SOURCE RECORDS Block Start

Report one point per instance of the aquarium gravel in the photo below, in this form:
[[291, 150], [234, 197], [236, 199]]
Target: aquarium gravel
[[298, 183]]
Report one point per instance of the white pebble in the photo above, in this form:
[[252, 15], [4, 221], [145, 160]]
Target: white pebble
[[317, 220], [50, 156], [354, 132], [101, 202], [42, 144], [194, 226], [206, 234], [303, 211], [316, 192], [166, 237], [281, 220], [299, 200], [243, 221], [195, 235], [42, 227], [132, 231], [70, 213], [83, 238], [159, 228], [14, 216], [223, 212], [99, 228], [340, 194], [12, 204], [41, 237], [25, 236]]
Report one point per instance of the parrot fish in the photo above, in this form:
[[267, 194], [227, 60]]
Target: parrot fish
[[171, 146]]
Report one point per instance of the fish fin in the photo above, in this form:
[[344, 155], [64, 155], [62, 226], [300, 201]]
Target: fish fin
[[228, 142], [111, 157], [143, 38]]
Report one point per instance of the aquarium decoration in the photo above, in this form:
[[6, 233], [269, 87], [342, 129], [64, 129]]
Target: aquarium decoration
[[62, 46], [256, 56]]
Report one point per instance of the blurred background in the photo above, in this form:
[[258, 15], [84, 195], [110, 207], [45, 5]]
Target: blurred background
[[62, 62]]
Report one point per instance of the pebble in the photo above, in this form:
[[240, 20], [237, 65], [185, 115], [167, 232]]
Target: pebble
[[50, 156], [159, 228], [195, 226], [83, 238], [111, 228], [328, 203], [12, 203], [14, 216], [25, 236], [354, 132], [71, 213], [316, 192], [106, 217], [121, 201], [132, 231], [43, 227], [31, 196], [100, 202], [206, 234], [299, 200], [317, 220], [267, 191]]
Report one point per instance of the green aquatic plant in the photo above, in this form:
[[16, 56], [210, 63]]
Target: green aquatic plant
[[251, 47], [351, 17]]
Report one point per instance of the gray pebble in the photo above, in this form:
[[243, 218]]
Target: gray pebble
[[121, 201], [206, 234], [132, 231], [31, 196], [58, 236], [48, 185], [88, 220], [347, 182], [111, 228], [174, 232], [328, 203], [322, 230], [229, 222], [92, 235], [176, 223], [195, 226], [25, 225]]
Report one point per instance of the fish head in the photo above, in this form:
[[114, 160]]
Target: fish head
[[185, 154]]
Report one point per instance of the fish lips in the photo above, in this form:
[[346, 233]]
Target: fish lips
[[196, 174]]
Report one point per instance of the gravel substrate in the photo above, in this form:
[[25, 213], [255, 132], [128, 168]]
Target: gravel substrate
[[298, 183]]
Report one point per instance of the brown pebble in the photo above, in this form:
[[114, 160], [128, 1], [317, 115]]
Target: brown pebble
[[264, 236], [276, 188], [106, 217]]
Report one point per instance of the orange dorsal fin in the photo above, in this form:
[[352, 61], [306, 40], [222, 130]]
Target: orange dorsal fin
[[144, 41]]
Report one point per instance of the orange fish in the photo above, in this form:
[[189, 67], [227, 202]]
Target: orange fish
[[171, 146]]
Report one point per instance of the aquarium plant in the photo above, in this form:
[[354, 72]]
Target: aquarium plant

SOURCE RECORDS Block End

Give the records again, complete and exact.

Report one point per instance of the aquarium gravel in the photo below, in this form:
[[291, 150], [234, 197], [236, 199]]
Target: aquarium gravel
[[298, 183]]
Report one point per instance of the white pebble in the photo above, in this form:
[[252, 15], [4, 221], [145, 160]]
Target: white pebble
[[317, 220], [50, 156], [354, 132], [101, 202], [42, 144], [194, 226], [206, 234], [303, 211], [316, 192], [166, 237], [281, 220], [299, 200], [243, 221], [195, 235], [42, 227], [132, 231], [70, 213], [83, 238], [159, 228], [14, 216], [223, 212], [99, 228], [340, 194], [12, 204], [41, 237], [25, 236]]
Report one point per instance of the parrot fish in the photo above, in this form:
[[267, 194], [227, 60]]
Target: parrot fish
[[171, 146]]
Report one point per instance of the fish fin in the photo above, in this form:
[[344, 155], [64, 155], [62, 226], [300, 201]]
Target: fish fin
[[228, 142], [111, 157], [143, 38]]
Report one point per instance of the aquarium decoration in the photo above, in this form:
[[6, 233], [269, 87], [342, 129], [64, 129]]
Target: aquarium decoration
[[62, 46], [256, 56]]
Report one point per instance of the blurred background in the photo above, in this form:
[[258, 15], [84, 195], [110, 207], [45, 5]]
Target: blurred background
[[62, 62]]
Report one point per instance of the pebble in the photo above, in this form:
[[240, 20], [237, 65], [185, 115], [167, 232]]
Target: pebble
[[50, 156], [159, 228], [195, 226], [83, 238], [111, 228], [328, 203], [12, 203], [14, 216], [25, 236], [354, 132], [71, 213], [316, 192], [106, 217], [121, 201], [132, 231], [43, 227], [31, 196], [100, 202], [206, 234], [299, 200], [317, 220], [267, 191]]
Report one point per instance of the green aquatic plant in the photo above, in this form:
[[16, 56], [210, 63]]
Target: green aquatic plant
[[251, 47], [351, 17]]
Report one point per instance of the gray pebble in the photo above, in this form:
[[243, 218]]
Target: gray pebble
[[121, 201], [206, 234], [132, 231], [31, 196], [58, 236], [48, 185], [88, 220], [347, 182], [111, 228], [174, 232], [328, 203], [322, 230], [229, 222], [92, 235], [176, 223], [195, 226], [25, 225]]
Report one point per instance of the fish head in the photo above, in this form:
[[114, 160]]
Target: fish head
[[185, 154]]
Report one point per instance of the fish lips in the photo above, in this form:
[[346, 233]]
Target: fish lips
[[196, 174]]
Report one point per instance of the gravel substrate in the photo above, in this form:
[[25, 213], [255, 132], [128, 168]]
Target: gravel substrate
[[298, 183]]
Report one point per instance of the brown pebble in the photo above, in this form:
[[114, 160], [128, 1], [317, 115]]
Target: brown pebble
[[264, 236], [276, 188], [106, 217]]
Report one point per instance of the orange dorsal fin in the photo above, in this form:
[[352, 61], [306, 40], [222, 130]]
Target: orange dorsal fin
[[144, 41]]
Report one point per instance of the orange fish in the photo above, in this form:
[[189, 67], [227, 202]]
Target: orange fish
[[171, 146]]
Report one point per instance of the aquarium plant in the photo above, in this form:
[[354, 72]]
Target: aquarium plant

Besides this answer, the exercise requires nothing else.